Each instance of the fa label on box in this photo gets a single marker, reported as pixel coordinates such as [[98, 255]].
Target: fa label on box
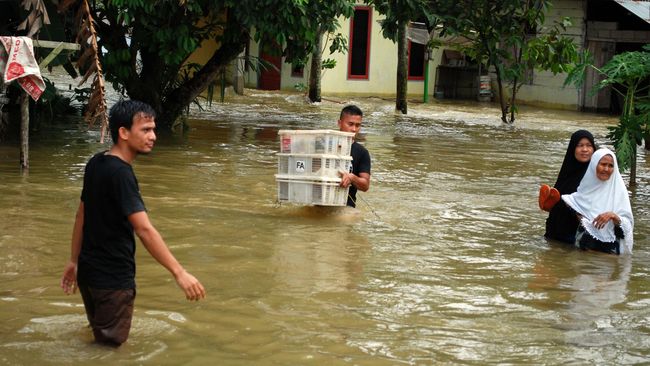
[[300, 166]]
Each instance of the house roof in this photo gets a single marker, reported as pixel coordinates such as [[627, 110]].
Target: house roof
[[640, 8]]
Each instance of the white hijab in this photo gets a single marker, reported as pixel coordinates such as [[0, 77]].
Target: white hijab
[[595, 196]]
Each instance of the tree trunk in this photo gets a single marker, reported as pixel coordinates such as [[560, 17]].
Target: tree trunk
[[502, 98], [402, 68], [512, 101], [24, 131], [315, 69]]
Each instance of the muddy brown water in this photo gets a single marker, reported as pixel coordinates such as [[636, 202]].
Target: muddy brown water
[[443, 263]]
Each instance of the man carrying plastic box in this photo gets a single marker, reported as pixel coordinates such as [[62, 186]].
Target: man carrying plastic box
[[359, 177]]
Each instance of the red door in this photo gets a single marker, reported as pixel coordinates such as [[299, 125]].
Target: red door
[[270, 75]]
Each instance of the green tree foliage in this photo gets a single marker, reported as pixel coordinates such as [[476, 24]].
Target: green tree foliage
[[510, 37], [399, 13], [629, 75], [147, 43], [324, 22]]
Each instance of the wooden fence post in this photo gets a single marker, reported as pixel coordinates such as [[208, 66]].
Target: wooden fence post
[[24, 131]]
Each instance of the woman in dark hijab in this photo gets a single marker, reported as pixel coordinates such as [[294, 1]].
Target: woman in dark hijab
[[562, 222]]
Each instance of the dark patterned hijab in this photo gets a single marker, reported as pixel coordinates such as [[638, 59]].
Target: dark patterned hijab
[[562, 222], [572, 170]]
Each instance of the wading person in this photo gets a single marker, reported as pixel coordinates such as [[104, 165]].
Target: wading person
[[603, 207], [359, 177], [561, 224], [102, 262]]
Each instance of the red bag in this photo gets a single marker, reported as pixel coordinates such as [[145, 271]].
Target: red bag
[[548, 197]]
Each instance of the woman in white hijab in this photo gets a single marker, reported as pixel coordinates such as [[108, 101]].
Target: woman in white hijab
[[603, 207]]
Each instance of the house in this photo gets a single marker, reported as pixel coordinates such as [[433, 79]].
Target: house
[[368, 68], [604, 27]]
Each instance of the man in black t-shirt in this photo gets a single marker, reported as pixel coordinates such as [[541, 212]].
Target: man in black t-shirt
[[102, 259], [359, 178]]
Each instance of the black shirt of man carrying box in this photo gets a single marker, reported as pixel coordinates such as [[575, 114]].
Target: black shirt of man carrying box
[[359, 178]]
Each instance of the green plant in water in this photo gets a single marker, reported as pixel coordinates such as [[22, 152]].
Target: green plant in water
[[628, 74]]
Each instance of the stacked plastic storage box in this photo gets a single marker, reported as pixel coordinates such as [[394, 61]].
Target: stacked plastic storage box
[[309, 163]]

+ + + + +

▶ **Brief**:
Return all of the rows above verbatim, omitting the pictures.

▶ **Response below**:
Each instance of the fa label on box in this photo gets a single marker, reported as pixel coordinates such as [[98, 255]].
Target: fa label on box
[[300, 166]]
Each instance of the house roof in this photo gets a single marker, reported as pixel coordinates such as [[627, 110]].
Target: house roof
[[640, 8]]
Each instance of the white hijab in this photo gets a single marker, reported as pixel coordinates such as [[0, 77]].
Target: white hijab
[[595, 196]]
Each instance of the tree trunk in this photo gets a single marker, reported as pixel coordinates such as [[560, 17]].
Target: tree trunk
[[502, 98], [402, 68], [512, 101], [24, 131], [315, 69]]
Each instance of the muddy brown water in this photo gets a single marker, reported as pixel coordinates such as [[636, 202]].
Target: muddy brown water
[[443, 263]]
Each instance of the man carrying plastic box in this photo gets a single marker, reported as pixel coordinates such as [[62, 186]].
Target: man carrying plastic box
[[359, 177]]
Each instance of the red door in this photo gets a single marker, reported as pixel coordinates such as [[299, 125]].
Target: red door
[[270, 75]]
Each instance of the green tree foliage in this photo gets a single marker, reported as pixel coordinates such as [[476, 24]].
Target: green tree foliage
[[510, 37], [399, 13], [629, 75], [147, 43], [324, 22]]
Each instance of the wooden fence post in this photo gets a single marker, reported as pixel coordinates such as [[208, 66]].
Target: wooden fence post
[[24, 131]]
Each instance of the woman in dark hijab in this photo gets a single marker, reported as pixel coordinates such as [[294, 1]].
Target: woman in dark hijab
[[562, 222]]
Each instance of the dark patterned hijab in this photo gets a single marker, reported as pixel coordinates such as [[638, 59]].
Target: dark patterned hijab
[[562, 222], [572, 170]]
Each instance of the wading person in this photo gets a single marker, reported as pixel coordinates such as [[104, 165]].
Target: wading person
[[603, 207], [359, 177], [561, 224], [102, 262]]
Each instance of the red bag in this photo gets a single marker, reported as pixel coordinates such as [[145, 271]].
Target: red bag
[[548, 197]]
Each instance of the woman in white hijab in this photo gets a single marker, reported as pixel coordinates such as [[108, 101]].
Target: woman in white hijab
[[603, 207]]
Each instance of the house in this photo gets a single marker, reported as pixel coordinates such as [[433, 79]].
Target: house
[[368, 68], [604, 27]]
Each instance of the man in black t-shirt in this photo gets a single marker, reported as pixel coordinates such as [[541, 212]].
Target: man in black t-shirt
[[102, 259], [359, 178]]
Each instance of the black shirt of man carrying box in this photo gets a single marker, reported as pixel coordinates such as [[575, 114]].
Target: black shirt of man carrying box
[[359, 178]]
Each instance of the green plant in water in this photo gets a single marker, reported as pixel coordinates such as [[22, 152]].
Target: green plant in water
[[628, 74]]
Each instance of the stacked plastic storage box in this photo gets a single marker, reported as pixel coordinates such as [[394, 61]].
Target: stacked plastic storage box
[[309, 163]]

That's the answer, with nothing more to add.